*Text passage*:
The film is more than a documentary — it’s a kind of personal essay on celluloid by French New Wave filmmaker Agnes Varda, director of “Le Bonheur” and “Sans Toit Ni Loi”. She’s inspired by several old paintings that depict women picking up grain from the fields, and goes on to look for this traditional practice in all of its modern forms, observing some fascinating things along the way. One of the most interesting things is the way different people look at the same phenomenon differently, depending on their relationship to it. A supermarket manager explains how certain food must be removed from the store at a certain point, whether it’s still edible or not; it’s a matter of law and public health as well as good business. From the scavenger’s point of view, the manager is crazy — in fact, so is the entire way of life he represents. People throw away plenty of good food every day, and it’s almost a crime not to pick it up out of the trash and eat it. Yum yum.

*Data records*:
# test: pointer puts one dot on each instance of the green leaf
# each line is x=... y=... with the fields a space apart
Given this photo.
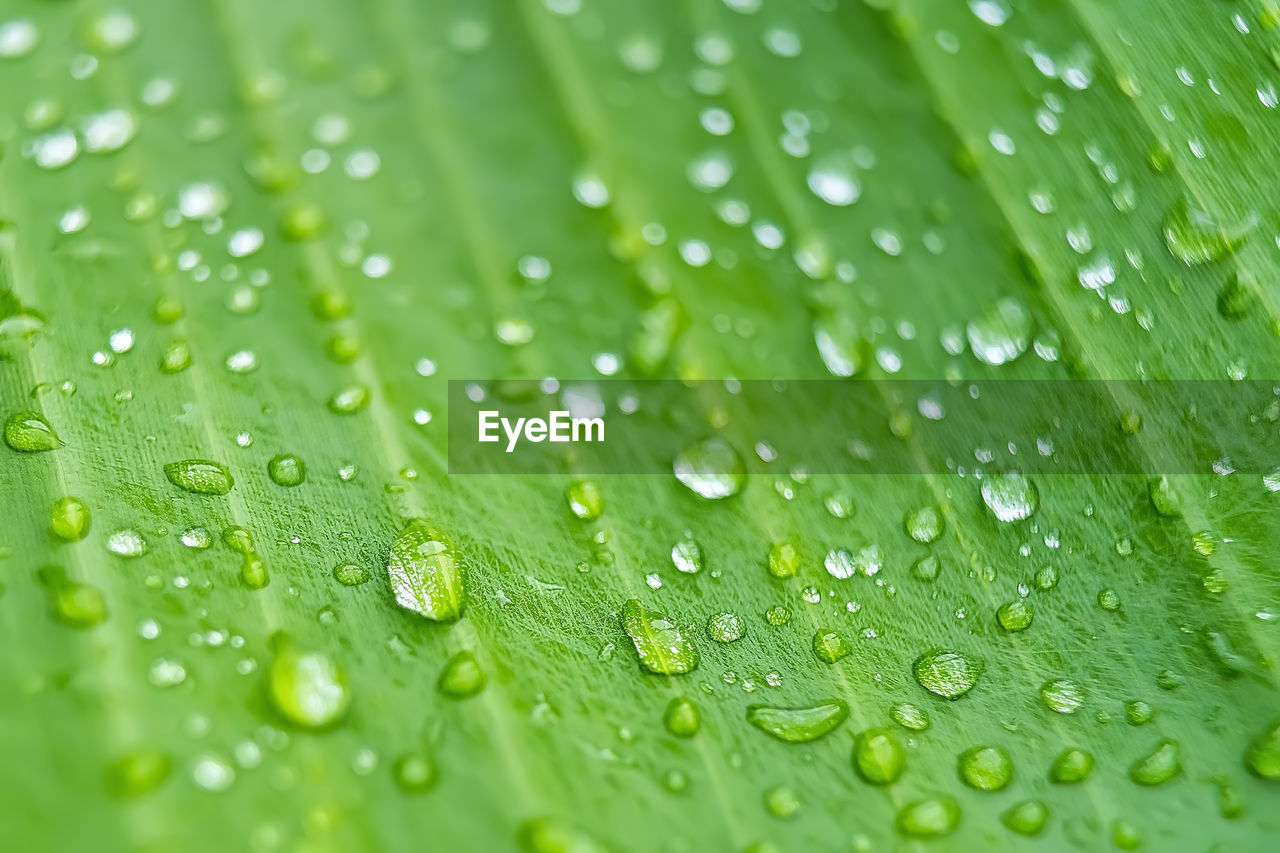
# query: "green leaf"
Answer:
x=270 y=233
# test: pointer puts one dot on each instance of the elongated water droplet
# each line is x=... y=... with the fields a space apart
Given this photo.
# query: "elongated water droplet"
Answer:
x=947 y=674
x=27 y=432
x=554 y=835
x=878 y=756
x=711 y=469
x=682 y=717
x=1262 y=757
x=986 y=767
x=69 y=519
x=933 y=817
x=200 y=477
x=414 y=772
x=1159 y=766
x=1194 y=236
x=1027 y=817
x=425 y=574
x=306 y=687
x=137 y=772
x=1010 y=496
x=798 y=725
x=661 y=644
x=462 y=676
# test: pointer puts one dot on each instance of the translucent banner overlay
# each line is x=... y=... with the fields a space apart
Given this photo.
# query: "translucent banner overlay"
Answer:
x=865 y=427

*The tasks*:
A – Rewrite the paragraph of the film review that begins "The film is more than a documentary" as a shorter version that keeps its main facts.
B – In the film review, what does the supermarket manager say must happen to certain food at a certain point?
C – Continue the film review from its final sentence.

*Results for the exercise*:
A – The film, by French New Wave director Agnes Varda ("Le Bonheur," "Sans Toit Ni Loi"), is a personal essay as much as a documentary. Inspired by old paintings of women gathering grain from fields, she looks for modern forms of that practice. The film shows how people see the same thing differently depending on their relationship to it. A supermarket manager says certain food must be removed from the store at a set point, edible or not, for legal, health and business reasons. To scavengers, that practice and the way of life behind it seem crazy, since good food is thrown away daily and should be rescued and eaten.

B – It must be removed from the store, whether it's still edible or not.

C –
The film’s funniest moment turns on exactly this kind of difference in perspective. An artist, who bikes through the region looking for found objects to use in his creations, shows Varda how he finds his materials.
“Some of the towns are thoughtful enough to publish a map like this, showing the areas and times where objects will be available on the streets,” he says, holding up just such a map.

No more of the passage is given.